Passage given:
^^^^

Sunsets have always drawn me into their palette, as saturated colors in a painting are wont to do. Watercolors belong to the dawn – those muted, diluted rosy hues streaked with a wet brush onto pebbled canvas. Living in Maine for thirty-two years, I caught sunrise over the first mountaintop to glimpse the light of day in the eastern United States – Cadillac – but once. It was a cloudy morning, and though fog proves lovely as it spills over Maine’s coastal islands like water over the backs of porcupines, it further muted morning’s hues as if a painter had swished her brushes one time too many in the same glass of water.
Instead my days climaxed in a sun setting over the hills surrounding Goose Pond; eyes dancing with summer damselflies flittering about on gossamer wings, tickling shoulders as we pulled oars through dark water. While beavers settled into lodges after a long day’s work, tails slapping, osprey nestled into the tallest treetops. The buzz of cicadas joined bullfrogs in a nightly serenade that waned with the flair of Venus emerging into darkening skies, gathering less brilliant companions to her flanks until they congregated like bees populating a hive, turning out the sweetest product imaginable.
Stars are the reward for ushering day into night. Last December I witnessed a full lunar eclipse – stepping out, at intervals, into the wee morning hours to photograph and gape, dumbstruck, at what early humans surely considered a portent. It was magnificent enough that I would repeat the ritual without hesitation. But until then, I’m content to sleep until daylight restores my vision and breaks over the land.
Different, these seasonal shifts here in Hawaii. It has been the coldest winter that we have experienced in nearly a decade of living on the islands. Yet unbelievably to most mainlanders, spring is here. Birds are mating, horses are shedding and the wind’s currents here on the north shore shift in every direction, pulling windmills into unfamiliar patterns. Rains continue, still without complaint from us as we are situated in a dry area prone to drought these past few years.
The landscape seems charged with magic. Shrubs and trees planted only a few years ago that started a foot high have grown up to fifteen feet. Farmers markets explode in lettuce, kale, bok choy, chard – beets maturing from seed reach a foot tall inside a couple of weeks. Citrus trees are heavily laden with fruit and baskets and bowls of them sit around the kitchen like unmoving guests awaiting a banquet. Bananas hang in bunches in the garage, ripening in stages.

^^^^

Written tasks:
(1) Summarize the passage about sunsets and seasons in two sentences.
(2) Set down the passage about sunsets and seasons word for word, from "Stars are the" to "past few years.".
(3) Pick up the passage about sunsets and seasons after its final sentence and keep writing.
The rows after this passage are separate material.

Provided material:
^^^^

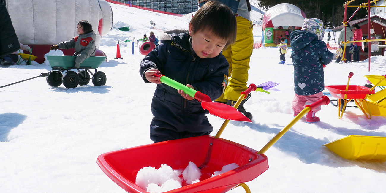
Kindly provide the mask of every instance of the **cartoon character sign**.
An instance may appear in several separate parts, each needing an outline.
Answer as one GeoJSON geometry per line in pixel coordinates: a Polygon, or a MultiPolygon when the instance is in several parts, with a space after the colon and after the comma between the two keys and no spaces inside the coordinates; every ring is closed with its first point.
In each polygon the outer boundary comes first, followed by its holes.
{"type": "Polygon", "coordinates": [[[268,29],[266,32],[266,36],[267,36],[267,40],[271,40],[272,37],[272,32],[271,31],[271,30],[268,29]]]}

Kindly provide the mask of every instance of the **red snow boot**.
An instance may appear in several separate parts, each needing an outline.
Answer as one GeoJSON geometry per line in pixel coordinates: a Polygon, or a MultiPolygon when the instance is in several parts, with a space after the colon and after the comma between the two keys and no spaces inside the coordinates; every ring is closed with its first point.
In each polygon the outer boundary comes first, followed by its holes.
{"type": "Polygon", "coordinates": [[[313,111],[307,113],[306,116],[306,122],[307,123],[313,123],[320,121],[320,119],[317,117],[315,117],[315,112],[313,111]]]}

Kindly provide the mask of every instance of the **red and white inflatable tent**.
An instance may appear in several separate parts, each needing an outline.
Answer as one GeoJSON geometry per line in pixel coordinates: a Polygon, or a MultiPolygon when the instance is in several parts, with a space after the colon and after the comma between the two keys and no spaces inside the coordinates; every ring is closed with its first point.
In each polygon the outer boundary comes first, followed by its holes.
{"type": "MultiPolygon", "coordinates": [[[[7,10],[20,43],[33,46],[35,61],[42,63],[49,47],[78,35],[76,25],[87,20],[96,34],[96,48],[102,36],[110,31],[113,12],[104,0],[7,0],[7,10]]],[[[72,55],[74,49],[63,50],[65,55],[72,55]]],[[[28,52],[27,53],[28,53],[28,52]]],[[[105,54],[97,50],[96,56],[105,54]]]]}
{"type": "Polygon", "coordinates": [[[301,27],[306,14],[297,7],[280,3],[268,9],[263,17],[263,30],[266,27],[292,26],[301,27]]]}

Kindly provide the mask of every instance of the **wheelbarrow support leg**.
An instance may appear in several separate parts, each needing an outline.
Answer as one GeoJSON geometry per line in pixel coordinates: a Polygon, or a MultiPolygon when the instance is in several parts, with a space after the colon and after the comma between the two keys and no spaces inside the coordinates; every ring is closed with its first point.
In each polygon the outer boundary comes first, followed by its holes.
{"type": "MultiPolygon", "coordinates": [[[[236,103],[233,105],[233,107],[237,109],[237,107],[239,107],[239,105],[240,105],[241,103],[241,101],[243,99],[246,97],[248,95],[248,94],[252,92],[252,91],[254,91],[256,90],[256,85],[254,84],[251,84],[249,85],[249,87],[245,90],[244,92],[241,92],[241,94],[240,95],[240,97],[239,97],[239,99],[237,99],[237,101],[236,102],[236,103]]],[[[228,123],[229,122],[229,120],[227,119],[225,119],[224,121],[224,122],[223,123],[222,125],[221,125],[221,127],[220,127],[220,129],[217,132],[217,133],[216,134],[216,136],[215,136],[215,139],[217,139],[220,137],[220,136],[221,135],[221,134],[222,133],[222,132],[224,131],[224,129],[225,129],[225,127],[227,127],[227,125],[228,125],[228,123]]]]}
{"type": "Polygon", "coordinates": [[[330,103],[330,99],[328,99],[328,97],[327,96],[323,95],[322,97],[320,100],[311,105],[306,105],[306,108],[304,108],[303,110],[301,111],[297,115],[296,115],[296,117],[285,127],[284,127],[279,133],[278,133],[278,134],[276,134],[270,141],[268,142],[268,143],[265,146],[263,147],[260,151],[259,151],[259,152],[257,154],[262,154],[265,153],[269,147],[271,147],[271,146],[273,145],[276,141],[278,141],[279,139],[280,139],[280,137],[281,137],[296,122],[299,121],[300,119],[300,118],[304,116],[308,112],[311,111],[313,108],[317,108],[322,105],[327,105],[329,103],[330,103]]]}
{"type": "MultiPolygon", "coordinates": [[[[244,190],[245,190],[245,192],[246,193],[251,193],[251,190],[249,189],[249,187],[248,187],[247,185],[245,184],[244,183],[241,183],[241,184],[237,185],[237,186],[234,188],[235,188],[239,186],[241,186],[244,188],[244,190]]],[[[233,189],[232,189],[233,190],[233,189]]]]}

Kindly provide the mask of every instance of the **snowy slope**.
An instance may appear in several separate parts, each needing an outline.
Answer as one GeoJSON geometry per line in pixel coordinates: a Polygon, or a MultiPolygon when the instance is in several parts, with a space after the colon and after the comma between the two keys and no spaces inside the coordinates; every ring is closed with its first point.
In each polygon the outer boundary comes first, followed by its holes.
{"type": "MultiPolygon", "coordinates": [[[[152,143],[149,126],[156,85],[140,77],[144,56],[137,54],[136,40],[134,54],[131,42],[123,41],[141,39],[151,31],[157,36],[150,20],[165,30],[187,27],[190,19],[111,6],[115,27],[102,37],[100,47],[108,61],[98,68],[106,74],[106,85],[67,89],[50,87],[39,78],[0,89],[0,192],[125,192],[103,173],[96,158],[152,143]],[[124,26],[130,30],[115,27],[124,26]],[[114,60],[118,40],[124,59],[114,60]]],[[[253,93],[245,107],[253,115],[253,122],[231,121],[222,138],[258,150],[292,120],[293,67],[289,54],[286,57],[290,64],[279,64],[277,49],[254,50],[248,84],[280,84],[269,95],[253,93]]],[[[371,61],[371,72],[367,61],[333,61],[325,68],[326,85],[345,85],[350,72],[354,73],[350,84],[357,85],[366,83],[364,75],[385,74],[386,57],[372,56],[371,61]]],[[[34,64],[0,67],[0,86],[51,69],[34,64]]],[[[307,124],[303,117],[295,124],[265,154],[270,168],[246,183],[252,192],[383,192],[386,162],[347,160],[322,146],[351,134],[386,136],[386,118],[368,119],[354,107],[348,107],[341,119],[337,115],[337,108],[328,105],[317,113],[320,122],[307,124]]],[[[215,135],[223,120],[207,116],[215,135]]],[[[238,188],[229,192],[245,191],[238,188]]]]}

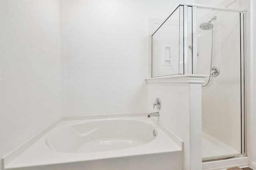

^^^^

Results of the exercise:
(1) After thirty-two years in Maine, where the writer saw sunrise over Cadillac only once on a foggy morning, the days ended instead with sunsets over Goose Pond and the stars that followed, and last December brought a full lunar eclipse. In Hawaii, the coldest winter in nearly a decade has turned to spring, with welcome rains, fast-growing shrubs and trees, abundant market produce, and plenty of citrus and bananas.

(2)
Stars are the reward for ushering day into night. Last December I witnessed a full lunar eclipse – stepping out, at intervals, into the wee morning hours to photograph and gape, dumbstruck, at what early humans surely considered a portent. It was magnificent enough that I would repeat the ritual without hesitation. But until then, I’m content to sleep until daylight restores my vision and breaks over the land.
Different, these seasonal shifts here in Hawaii. It has been the coldest winter that we have experienced in nearly a decade of living on the islands. Yet unbelievably to most mainlanders, spring is here. Birds are mating, horses are shedding and the wind’s currents here on the north shore shift in every direction, pulling windmills into unfamiliar patterns. Rains continue, still without complaint from us as we are situated in a dry area prone to drought these past few years.

(3)
Yet somehow I find myself reminiscing about the northeast, awakening in its own profound sense in its own time, still a couple of months distant. After thirty-two years on that coast, I miss not the cold and hardship that winter brings, but the unmistakable transition of the seasons, the land emerging from its blanket of white and grey into greens, reds, yellows, periwinkles, violets and pinks in any palette you might imagine. The lime green of sedges; the brilliant orange of copse fungi. Growing things that seem to sense they have only a brief time in which to deck themselves splendiferously out.
Birds gather and descend onto land, seeking the abundant feast that awaits. Flocks of purple-sheened grackles crack and caw, settling sleek black bodies onto half-rotten fenceposts. Evening grosbeaks stun with brilliant colors dreamed only in the tropics. Loons lilt overhead, heavy-boned bodies laboring to alight onto stretches of open water. Foxes, marten, bear and raccoon; moose, deer, skunk and mink resume mating rituals. The woods vibrate with life; underground springs gurgle as last year’s leaves mulch into thickly carpeted trails.
Yes, our island spring is glorious to behold. Northern New Englanders have to yearn a month or two yet, before snowmelt and mud give way to popping buds and solid pathways. Patience is ever rewarded, however, with vistas altered by the passing of the seasons. Nothing, and everything, changes – revealing itself afresh to wondrous eyes fixed on changing horizons.
Sometimes I find myself wrapped in envy for those who seem to possess a sort of natural foundation to their lives. Not the ones with the two-point-five children and a house in the suburbs, no. That holds no allure for me whatsoever. It’s more a kind of self possession – a poise and grace – that seem to seep from their skin as sap from a sugar maple in springtime, running freely into buckets lashed to their sides to be rendered down into a divine elixir. It’s as if these people possess access to an abundant stamina – paradoxical restraint resulting in a protracted harvest, a nurturing sort of aura to be drunken in by those fortunate enough to encounter them. An ex-husband yearned for this from me, as if it could be coaxed like water from a dry well. As if water could be exchanged for fire.
For better or for worse, I am not one of these people. Instead I’m rather like a stately redwood nurtured by the mist – reaching, reaching massive fertile branches upward, snatching segments of brilliant sunlight, irrepressible as the fog is furtive. I want full disclosure of and for myself and others while guarding a thick privacy like a bear holed up in her den. Yearning for both complicates the structure I seek to establish – I keep wondering if I’ll ever grow up and into one of these steady folk. Then I gaze about me at the wilds of my existence – the freedom of both inner as well as outer Creation – and I begin to breathe like a bellows gulping air, and it feels right somehow. As if to roam is my home.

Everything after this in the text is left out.